#### [Passage provided]

================================

Forever and a Day (The Company Store #2) by Ann Gimpel Blog Tour and Guest Post


I read Forever and a Day (click here for reviewand loved it so I asked Ann Gimpel if she would do a guest  post on how she did her world building.  She agreed.  Keep reading to see what she had to say. 


Creating a Setting for Your Characters by Ann Gimpel

Thanks so much for inviting me and Forever and a Day to your blog! I appreciate the compliment.

I’d love to say I use the same process for every book I write, but I don’t. Many of my books begin with an image, or series of images, that form the basis for the book. I occasionally begin with an empty world, and it tells me what kind of characters it needs. I’ve only rarely begun with a character and formed a world around them.

================================

#### [Data]
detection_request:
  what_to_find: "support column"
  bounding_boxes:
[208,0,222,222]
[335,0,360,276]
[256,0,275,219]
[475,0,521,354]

================================

#### [Directives]
1. According to the guest post, how do many of Ann Gimpel's books begin?
2. In the guest post, turn the paragraph beginning "I’d love to say I use the same process" into a short bulleted list.
3. Translate this sentence from the guest post into Spanish: "I’ve only rarely begun with a character and formed a world around them."
The rows are separate material, unrelated to the guest post.

#### [Answer set]
1. Many of her books begin with an image, or a series of images, that forms the basis for the book.

2.
- I don't use the same process for every book.
- Many of my books begin with an image or series of images that form the book's basis.
- Occasionally I begin with an empty world, which tells me what characters it needs.
- Only rarely do I begin with a character and build a world around them.

3. Solo en raras ocasiones he empezado con un personaje y he formado un mundo a su alrededor.